Report back each line of the data that contains the word "blurred".

[SUPPLIED DATA]

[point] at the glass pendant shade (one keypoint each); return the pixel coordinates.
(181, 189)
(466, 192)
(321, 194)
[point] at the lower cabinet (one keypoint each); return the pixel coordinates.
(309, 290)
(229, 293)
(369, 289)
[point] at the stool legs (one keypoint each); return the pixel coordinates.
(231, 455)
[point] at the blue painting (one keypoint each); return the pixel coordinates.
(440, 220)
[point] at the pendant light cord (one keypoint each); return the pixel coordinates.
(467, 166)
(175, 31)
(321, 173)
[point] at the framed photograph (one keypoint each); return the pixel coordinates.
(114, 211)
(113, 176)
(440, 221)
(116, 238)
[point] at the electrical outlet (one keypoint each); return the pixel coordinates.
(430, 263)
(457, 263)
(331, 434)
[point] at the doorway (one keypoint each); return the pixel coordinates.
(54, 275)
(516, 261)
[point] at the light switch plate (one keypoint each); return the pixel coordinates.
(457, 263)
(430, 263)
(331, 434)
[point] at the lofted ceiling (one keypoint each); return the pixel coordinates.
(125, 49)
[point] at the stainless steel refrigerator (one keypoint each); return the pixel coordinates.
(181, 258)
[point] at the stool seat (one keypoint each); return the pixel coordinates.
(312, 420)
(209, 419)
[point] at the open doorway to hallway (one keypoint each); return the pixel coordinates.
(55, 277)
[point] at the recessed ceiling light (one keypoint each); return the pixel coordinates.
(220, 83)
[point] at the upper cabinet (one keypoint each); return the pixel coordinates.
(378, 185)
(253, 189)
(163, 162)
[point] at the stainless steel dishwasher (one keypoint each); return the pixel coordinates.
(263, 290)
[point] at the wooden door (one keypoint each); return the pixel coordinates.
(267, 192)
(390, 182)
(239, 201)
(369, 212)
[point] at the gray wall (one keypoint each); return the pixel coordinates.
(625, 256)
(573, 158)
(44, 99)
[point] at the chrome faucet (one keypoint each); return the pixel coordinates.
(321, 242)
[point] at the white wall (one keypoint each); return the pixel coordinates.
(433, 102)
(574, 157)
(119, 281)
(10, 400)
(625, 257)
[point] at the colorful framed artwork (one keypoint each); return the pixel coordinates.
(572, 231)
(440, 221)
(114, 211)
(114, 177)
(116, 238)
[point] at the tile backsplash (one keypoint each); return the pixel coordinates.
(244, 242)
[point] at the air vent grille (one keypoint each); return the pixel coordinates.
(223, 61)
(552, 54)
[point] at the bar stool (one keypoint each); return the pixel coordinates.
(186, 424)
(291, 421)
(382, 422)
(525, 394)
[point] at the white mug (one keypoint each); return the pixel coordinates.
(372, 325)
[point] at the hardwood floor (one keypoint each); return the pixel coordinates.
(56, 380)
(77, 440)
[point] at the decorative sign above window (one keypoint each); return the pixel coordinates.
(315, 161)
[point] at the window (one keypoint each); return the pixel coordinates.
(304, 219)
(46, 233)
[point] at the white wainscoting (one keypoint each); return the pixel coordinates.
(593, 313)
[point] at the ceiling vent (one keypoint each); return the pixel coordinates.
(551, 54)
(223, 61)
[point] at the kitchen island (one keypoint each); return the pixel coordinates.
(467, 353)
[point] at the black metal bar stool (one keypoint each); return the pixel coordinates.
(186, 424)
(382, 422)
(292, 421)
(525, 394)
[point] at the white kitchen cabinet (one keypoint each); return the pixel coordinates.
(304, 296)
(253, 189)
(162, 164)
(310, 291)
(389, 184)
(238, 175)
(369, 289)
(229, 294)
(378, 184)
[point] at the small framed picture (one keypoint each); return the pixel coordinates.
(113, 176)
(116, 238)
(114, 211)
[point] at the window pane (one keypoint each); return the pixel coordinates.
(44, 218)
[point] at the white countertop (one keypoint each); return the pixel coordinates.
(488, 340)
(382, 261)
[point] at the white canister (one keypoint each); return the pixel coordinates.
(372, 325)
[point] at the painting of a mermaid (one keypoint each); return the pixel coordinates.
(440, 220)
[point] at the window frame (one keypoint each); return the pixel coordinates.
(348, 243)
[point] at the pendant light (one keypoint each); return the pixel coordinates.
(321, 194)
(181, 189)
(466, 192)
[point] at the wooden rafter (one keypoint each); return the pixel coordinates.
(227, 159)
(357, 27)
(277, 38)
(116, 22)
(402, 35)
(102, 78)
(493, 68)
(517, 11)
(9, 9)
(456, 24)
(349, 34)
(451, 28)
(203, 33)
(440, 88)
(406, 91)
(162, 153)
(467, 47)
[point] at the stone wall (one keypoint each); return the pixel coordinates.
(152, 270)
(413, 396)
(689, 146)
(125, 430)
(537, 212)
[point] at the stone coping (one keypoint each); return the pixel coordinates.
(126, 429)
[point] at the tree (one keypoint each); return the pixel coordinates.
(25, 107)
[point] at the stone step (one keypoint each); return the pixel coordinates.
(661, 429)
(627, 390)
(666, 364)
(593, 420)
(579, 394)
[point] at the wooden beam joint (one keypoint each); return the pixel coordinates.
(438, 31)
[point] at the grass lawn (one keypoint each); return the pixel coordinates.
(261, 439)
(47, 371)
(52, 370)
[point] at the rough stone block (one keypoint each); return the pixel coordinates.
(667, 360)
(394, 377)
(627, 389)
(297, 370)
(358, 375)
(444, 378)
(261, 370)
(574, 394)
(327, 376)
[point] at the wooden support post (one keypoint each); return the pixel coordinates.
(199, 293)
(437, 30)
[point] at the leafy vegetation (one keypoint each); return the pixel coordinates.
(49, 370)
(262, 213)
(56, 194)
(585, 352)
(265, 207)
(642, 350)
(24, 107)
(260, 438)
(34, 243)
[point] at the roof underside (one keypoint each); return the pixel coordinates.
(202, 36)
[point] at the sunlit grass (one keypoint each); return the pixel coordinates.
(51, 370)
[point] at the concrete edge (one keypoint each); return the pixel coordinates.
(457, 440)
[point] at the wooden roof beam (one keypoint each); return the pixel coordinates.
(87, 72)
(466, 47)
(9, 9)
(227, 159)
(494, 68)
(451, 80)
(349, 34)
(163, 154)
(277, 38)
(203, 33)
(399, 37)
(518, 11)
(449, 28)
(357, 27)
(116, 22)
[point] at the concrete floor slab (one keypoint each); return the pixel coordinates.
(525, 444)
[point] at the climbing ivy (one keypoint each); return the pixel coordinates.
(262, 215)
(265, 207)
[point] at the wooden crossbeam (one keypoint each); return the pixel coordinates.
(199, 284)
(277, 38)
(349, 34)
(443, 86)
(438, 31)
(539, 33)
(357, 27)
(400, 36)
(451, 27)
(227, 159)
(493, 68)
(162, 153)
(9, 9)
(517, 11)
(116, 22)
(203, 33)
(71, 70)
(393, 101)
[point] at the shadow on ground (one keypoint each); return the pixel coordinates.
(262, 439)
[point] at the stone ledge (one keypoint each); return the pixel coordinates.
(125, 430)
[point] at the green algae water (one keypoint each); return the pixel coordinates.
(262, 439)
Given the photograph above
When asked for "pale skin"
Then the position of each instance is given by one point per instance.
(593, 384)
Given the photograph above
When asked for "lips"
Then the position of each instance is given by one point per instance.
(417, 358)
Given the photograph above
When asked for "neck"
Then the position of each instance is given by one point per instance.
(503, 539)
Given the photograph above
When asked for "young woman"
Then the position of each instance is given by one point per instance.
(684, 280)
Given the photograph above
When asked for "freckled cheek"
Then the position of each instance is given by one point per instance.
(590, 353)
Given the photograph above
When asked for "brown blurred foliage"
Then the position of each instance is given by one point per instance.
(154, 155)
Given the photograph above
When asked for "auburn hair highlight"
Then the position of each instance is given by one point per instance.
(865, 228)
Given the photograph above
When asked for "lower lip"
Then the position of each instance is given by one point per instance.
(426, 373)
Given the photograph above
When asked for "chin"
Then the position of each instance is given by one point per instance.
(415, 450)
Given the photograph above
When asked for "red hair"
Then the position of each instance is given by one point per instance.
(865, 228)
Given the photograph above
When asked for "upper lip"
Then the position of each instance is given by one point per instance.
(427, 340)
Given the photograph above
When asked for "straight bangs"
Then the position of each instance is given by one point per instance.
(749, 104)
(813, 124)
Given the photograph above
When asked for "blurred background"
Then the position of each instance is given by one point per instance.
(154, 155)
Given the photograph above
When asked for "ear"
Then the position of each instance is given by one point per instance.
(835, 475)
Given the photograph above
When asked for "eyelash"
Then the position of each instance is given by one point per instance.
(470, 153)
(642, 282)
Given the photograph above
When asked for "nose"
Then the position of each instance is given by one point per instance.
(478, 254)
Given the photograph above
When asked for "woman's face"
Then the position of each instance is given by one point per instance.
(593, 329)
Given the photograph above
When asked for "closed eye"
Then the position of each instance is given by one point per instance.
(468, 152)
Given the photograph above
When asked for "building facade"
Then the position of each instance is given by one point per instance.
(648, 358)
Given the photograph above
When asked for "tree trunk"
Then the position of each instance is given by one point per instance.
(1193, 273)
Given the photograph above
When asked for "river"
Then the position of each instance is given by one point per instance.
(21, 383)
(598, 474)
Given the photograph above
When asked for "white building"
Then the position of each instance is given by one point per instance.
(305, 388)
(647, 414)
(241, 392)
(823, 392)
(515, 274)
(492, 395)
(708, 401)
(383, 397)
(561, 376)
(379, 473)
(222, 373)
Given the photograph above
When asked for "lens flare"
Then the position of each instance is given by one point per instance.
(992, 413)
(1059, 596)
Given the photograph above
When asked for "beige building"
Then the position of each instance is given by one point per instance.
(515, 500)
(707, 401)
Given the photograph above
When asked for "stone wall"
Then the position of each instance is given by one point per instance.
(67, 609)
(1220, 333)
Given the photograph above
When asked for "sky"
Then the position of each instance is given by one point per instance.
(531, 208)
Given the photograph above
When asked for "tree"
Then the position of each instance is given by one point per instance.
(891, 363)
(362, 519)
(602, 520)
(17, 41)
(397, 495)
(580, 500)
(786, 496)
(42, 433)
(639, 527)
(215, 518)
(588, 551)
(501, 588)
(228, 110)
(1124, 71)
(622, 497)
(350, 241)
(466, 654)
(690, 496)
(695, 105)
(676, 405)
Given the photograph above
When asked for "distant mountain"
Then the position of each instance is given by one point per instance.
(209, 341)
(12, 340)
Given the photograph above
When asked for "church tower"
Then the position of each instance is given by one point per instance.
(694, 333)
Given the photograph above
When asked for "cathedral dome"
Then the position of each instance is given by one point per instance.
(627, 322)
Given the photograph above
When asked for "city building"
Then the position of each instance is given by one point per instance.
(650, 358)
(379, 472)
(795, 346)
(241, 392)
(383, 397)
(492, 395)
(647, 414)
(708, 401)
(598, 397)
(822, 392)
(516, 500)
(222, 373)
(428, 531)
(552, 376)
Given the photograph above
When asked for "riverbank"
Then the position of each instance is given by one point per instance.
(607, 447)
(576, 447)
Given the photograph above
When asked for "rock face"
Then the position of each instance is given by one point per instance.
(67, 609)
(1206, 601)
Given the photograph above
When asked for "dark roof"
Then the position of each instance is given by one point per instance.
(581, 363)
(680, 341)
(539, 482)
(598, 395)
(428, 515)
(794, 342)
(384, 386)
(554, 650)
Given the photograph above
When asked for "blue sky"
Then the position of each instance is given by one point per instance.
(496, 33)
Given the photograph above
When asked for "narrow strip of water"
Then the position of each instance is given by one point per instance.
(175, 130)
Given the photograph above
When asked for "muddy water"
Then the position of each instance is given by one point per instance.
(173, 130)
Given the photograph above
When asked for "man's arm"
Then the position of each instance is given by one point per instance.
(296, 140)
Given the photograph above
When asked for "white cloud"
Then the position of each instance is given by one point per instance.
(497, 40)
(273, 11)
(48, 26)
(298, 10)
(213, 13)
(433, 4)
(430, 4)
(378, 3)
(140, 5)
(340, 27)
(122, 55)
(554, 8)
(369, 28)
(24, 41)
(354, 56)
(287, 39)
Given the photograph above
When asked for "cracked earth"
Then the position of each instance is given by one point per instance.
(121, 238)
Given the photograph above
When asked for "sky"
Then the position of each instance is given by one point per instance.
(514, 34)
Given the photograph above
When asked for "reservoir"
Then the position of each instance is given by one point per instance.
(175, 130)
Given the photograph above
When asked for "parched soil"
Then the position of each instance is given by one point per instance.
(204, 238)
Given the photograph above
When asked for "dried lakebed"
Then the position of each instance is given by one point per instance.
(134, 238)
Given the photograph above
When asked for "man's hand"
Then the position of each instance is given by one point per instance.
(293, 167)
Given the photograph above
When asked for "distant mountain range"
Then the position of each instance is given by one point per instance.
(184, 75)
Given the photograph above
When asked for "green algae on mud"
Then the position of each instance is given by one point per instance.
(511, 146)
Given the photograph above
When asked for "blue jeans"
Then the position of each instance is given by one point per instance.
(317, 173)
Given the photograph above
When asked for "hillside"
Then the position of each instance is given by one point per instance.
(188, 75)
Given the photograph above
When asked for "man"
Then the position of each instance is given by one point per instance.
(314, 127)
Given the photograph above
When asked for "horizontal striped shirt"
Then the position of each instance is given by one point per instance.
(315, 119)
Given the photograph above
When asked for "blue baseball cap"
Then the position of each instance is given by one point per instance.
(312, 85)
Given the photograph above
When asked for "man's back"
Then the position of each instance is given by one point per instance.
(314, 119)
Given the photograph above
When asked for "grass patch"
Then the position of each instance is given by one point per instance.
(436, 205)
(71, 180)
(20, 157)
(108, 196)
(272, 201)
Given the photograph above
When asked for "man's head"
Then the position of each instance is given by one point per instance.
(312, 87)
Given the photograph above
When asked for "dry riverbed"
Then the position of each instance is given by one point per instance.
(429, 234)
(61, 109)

[/SUPPLIED DATA]

EXERCISE RESPONSE:
When asked for "brown blurred foliage"
When asked for "blurred background"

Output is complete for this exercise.